WORK ORDER =>
Go through the data below and return each line where the string "basket" occurs.

INFORMATION SUPPLIED =>
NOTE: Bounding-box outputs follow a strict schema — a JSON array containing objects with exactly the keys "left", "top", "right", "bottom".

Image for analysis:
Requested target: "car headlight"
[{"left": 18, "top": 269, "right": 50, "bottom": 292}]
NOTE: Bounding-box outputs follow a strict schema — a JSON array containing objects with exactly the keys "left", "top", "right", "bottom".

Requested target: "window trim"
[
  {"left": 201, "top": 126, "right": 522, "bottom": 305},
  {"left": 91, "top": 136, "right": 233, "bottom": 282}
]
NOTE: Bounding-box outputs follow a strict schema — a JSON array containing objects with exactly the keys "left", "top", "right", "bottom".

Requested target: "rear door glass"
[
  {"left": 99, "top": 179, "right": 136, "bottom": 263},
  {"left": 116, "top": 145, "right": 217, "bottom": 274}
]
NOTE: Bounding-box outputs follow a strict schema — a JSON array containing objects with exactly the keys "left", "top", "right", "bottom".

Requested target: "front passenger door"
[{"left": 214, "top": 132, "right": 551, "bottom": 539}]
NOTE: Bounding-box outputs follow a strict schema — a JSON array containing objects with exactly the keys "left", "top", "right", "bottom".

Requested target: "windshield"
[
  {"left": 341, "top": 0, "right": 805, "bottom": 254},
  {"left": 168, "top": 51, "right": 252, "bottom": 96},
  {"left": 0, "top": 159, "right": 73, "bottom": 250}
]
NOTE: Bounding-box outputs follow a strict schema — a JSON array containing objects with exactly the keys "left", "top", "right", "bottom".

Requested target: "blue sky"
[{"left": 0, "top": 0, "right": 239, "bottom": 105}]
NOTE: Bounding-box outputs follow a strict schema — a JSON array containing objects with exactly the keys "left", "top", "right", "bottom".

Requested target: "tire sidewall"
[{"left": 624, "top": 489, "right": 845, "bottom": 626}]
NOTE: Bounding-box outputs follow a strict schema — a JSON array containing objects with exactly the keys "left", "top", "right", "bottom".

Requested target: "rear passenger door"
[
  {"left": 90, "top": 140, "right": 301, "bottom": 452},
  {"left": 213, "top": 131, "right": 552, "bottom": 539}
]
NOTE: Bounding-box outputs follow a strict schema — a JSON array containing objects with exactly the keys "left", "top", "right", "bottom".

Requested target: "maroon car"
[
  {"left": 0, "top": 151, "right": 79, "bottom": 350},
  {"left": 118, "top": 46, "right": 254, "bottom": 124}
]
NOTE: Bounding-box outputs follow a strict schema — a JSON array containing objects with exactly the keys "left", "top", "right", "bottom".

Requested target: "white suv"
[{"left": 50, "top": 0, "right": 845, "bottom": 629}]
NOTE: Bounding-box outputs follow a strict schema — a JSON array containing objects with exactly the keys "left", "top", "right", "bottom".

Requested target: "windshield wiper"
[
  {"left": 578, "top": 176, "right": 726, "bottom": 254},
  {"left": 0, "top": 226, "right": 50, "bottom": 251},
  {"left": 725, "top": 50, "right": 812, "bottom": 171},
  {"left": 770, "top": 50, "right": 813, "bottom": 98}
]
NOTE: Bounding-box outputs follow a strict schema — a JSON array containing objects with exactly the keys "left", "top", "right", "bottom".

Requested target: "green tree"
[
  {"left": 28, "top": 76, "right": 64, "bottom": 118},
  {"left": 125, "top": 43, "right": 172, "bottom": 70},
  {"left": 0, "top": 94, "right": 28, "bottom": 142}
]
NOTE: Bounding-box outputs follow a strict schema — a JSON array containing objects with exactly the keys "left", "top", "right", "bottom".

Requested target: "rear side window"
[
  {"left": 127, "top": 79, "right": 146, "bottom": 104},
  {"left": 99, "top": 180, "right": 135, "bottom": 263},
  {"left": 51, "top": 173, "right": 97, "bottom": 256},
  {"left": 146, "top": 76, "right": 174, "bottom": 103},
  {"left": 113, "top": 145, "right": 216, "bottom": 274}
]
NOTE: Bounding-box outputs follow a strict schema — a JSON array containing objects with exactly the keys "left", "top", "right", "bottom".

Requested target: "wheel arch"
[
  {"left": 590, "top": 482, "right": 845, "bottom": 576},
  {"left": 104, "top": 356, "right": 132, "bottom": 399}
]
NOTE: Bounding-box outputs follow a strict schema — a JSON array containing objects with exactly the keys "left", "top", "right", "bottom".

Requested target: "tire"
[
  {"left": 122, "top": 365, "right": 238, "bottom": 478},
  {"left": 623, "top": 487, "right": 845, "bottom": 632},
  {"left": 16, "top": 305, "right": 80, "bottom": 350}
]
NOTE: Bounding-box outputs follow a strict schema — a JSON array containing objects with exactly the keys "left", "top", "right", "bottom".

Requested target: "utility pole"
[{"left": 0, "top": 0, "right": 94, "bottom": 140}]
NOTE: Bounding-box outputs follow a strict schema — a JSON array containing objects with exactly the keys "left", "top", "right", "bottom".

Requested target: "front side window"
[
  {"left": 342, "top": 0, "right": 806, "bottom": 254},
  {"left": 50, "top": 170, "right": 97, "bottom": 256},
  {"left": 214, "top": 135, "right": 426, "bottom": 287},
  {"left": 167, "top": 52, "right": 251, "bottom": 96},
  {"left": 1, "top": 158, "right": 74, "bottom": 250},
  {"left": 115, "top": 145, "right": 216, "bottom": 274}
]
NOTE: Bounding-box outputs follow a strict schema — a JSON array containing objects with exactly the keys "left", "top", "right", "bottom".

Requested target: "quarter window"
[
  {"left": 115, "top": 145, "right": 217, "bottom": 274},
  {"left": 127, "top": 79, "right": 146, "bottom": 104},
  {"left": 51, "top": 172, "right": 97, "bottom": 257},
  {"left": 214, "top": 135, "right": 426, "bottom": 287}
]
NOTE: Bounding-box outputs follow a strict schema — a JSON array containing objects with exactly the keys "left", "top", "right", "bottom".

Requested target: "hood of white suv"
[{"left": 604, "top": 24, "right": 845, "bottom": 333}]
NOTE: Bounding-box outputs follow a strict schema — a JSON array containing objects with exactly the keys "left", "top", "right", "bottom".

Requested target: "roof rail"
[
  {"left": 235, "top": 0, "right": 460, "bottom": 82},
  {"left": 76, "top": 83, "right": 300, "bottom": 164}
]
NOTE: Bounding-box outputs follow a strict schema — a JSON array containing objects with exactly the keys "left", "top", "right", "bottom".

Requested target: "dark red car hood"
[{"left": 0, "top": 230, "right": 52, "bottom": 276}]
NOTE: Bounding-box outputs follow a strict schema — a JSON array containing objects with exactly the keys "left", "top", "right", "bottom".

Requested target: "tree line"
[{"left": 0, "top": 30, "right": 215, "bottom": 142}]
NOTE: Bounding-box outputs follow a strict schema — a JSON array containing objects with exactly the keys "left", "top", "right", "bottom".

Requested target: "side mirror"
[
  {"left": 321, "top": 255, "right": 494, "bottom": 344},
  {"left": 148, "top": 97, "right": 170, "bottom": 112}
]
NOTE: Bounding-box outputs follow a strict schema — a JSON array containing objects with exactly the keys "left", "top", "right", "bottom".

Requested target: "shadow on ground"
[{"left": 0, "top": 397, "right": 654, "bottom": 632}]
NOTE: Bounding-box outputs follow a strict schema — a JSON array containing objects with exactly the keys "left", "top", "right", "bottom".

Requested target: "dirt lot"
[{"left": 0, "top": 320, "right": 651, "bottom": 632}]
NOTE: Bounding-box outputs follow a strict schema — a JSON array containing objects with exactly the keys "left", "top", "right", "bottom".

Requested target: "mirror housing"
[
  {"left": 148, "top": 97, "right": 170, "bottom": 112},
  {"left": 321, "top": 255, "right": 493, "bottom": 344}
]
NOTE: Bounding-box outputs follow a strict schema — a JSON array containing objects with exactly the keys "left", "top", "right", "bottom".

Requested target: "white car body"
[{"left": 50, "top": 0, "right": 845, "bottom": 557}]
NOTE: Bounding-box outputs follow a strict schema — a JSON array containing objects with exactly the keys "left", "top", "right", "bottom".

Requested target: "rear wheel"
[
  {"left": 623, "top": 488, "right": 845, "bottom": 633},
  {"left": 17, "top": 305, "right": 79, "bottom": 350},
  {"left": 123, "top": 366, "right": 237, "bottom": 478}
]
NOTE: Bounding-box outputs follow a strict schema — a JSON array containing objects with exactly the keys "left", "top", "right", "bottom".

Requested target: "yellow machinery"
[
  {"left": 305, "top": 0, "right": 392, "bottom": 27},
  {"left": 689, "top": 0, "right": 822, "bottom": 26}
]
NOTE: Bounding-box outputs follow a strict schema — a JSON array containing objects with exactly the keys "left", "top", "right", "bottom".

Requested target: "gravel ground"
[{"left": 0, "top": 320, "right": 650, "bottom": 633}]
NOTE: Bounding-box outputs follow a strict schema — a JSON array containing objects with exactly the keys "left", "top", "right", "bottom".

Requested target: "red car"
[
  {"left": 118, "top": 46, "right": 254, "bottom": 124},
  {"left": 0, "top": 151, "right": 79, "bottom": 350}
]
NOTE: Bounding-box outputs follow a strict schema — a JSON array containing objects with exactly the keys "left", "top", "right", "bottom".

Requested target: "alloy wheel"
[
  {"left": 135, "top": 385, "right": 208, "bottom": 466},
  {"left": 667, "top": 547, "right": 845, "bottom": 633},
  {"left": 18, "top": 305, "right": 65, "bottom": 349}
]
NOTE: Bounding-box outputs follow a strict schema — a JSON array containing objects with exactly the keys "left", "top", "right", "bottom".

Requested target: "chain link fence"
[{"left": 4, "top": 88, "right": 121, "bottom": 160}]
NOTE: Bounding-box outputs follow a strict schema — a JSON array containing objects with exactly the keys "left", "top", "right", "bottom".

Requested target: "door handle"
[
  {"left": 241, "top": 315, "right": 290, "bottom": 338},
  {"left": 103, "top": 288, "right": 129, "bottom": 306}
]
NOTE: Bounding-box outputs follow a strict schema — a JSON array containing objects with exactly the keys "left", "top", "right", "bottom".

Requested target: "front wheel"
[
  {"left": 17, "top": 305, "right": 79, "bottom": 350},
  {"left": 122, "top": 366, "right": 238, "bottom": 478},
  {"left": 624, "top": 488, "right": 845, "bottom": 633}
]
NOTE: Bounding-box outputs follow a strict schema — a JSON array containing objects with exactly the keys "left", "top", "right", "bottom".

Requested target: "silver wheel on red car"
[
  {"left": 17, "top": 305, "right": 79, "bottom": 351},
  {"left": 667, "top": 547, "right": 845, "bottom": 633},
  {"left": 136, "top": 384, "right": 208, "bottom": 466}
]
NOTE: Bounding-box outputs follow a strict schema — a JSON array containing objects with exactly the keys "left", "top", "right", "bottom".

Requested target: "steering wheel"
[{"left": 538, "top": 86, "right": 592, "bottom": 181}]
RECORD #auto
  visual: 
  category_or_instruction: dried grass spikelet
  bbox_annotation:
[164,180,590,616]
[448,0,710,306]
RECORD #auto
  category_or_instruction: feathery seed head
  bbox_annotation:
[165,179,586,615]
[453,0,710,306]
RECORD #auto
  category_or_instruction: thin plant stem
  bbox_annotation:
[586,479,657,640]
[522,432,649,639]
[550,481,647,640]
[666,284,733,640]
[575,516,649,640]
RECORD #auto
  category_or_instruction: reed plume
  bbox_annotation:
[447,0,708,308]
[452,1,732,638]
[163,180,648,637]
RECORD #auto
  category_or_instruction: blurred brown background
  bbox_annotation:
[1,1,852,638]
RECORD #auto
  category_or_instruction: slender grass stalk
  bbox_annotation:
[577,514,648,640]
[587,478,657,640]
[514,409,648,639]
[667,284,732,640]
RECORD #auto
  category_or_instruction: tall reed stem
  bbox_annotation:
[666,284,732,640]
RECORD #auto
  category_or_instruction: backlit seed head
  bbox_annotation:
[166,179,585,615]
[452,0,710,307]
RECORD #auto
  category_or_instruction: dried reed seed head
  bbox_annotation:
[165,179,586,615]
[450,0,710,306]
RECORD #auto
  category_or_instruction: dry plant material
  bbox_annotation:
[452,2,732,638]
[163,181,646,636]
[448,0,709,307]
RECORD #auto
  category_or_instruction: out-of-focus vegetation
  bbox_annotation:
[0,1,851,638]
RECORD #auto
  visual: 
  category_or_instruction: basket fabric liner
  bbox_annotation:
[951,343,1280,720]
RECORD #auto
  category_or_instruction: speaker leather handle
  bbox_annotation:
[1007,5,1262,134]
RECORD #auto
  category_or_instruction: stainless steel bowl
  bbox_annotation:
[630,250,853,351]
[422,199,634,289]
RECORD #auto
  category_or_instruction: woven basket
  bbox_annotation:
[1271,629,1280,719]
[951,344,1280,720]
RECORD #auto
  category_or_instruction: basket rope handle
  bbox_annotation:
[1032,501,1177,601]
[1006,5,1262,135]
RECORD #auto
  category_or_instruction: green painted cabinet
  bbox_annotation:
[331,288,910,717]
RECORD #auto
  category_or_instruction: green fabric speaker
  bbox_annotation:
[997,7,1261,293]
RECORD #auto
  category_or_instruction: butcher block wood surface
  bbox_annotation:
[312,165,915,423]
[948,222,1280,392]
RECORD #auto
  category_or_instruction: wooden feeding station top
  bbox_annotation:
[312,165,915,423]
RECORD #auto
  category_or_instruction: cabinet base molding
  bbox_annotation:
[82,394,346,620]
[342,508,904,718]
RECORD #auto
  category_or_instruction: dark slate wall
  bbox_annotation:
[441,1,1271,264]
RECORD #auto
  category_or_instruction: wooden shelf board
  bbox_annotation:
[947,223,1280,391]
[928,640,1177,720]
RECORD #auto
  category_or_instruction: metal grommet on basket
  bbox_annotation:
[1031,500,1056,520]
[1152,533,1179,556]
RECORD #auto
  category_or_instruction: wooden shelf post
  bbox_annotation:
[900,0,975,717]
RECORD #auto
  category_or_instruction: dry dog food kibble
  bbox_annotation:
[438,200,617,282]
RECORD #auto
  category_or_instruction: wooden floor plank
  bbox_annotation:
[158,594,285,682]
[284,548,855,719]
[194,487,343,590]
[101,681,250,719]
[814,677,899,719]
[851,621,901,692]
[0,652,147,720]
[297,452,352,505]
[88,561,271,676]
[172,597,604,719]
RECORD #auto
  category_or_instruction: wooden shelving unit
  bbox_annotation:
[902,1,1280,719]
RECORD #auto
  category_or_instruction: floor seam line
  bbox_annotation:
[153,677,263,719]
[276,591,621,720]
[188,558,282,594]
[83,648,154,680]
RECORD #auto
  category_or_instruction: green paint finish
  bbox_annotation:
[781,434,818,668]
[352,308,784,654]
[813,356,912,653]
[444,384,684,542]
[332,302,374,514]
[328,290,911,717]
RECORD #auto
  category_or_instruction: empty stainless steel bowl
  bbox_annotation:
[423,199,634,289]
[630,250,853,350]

SOLVED PROBLEM =>
  category_or_instruction: basket fabric liner
  category_or_instruction: woven basket
  category_or_instruction: basket rope handle
  category_or_instruction: metal grommet on basket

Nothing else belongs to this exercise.